THE INPUT
=====
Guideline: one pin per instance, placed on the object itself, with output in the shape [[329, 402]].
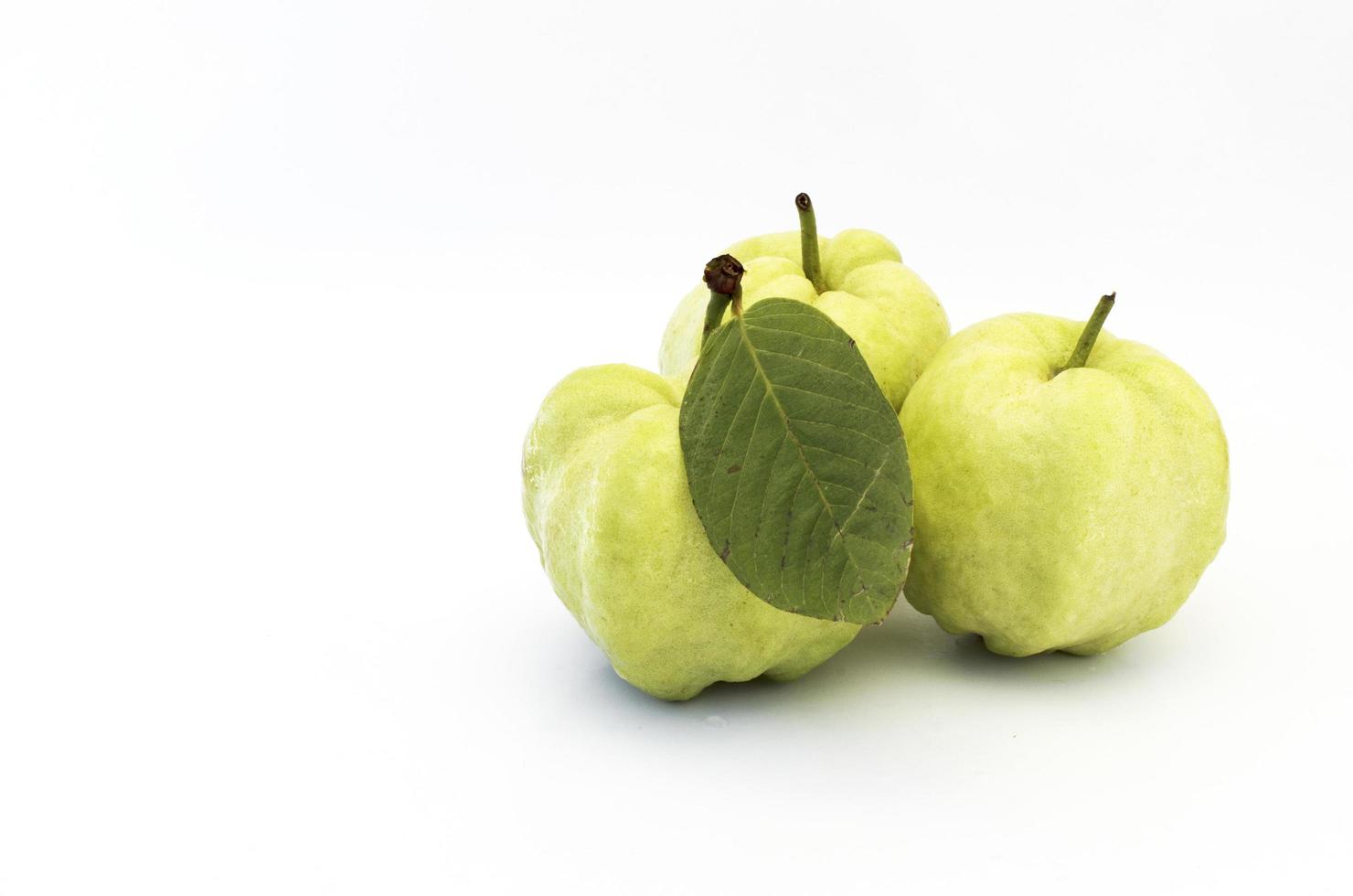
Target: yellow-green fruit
[[608, 505], [895, 318], [1060, 510]]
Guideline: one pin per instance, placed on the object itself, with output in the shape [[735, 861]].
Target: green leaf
[[797, 464]]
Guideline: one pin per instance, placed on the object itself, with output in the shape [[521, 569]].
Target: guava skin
[[895, 318], [1060, 510], [608, 505]]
=====
Note every line in the material with "itself" and copy it.

Guideline: one pin per instance, placed on the object itself, with output in the shape [[329, 402]].
Guideline: one pin per instance, placed on the object itself, with output in the shape [[735, 861]].
Guideline: one pin per instance, placed on the object itself, with output in the shape [[521, 569]].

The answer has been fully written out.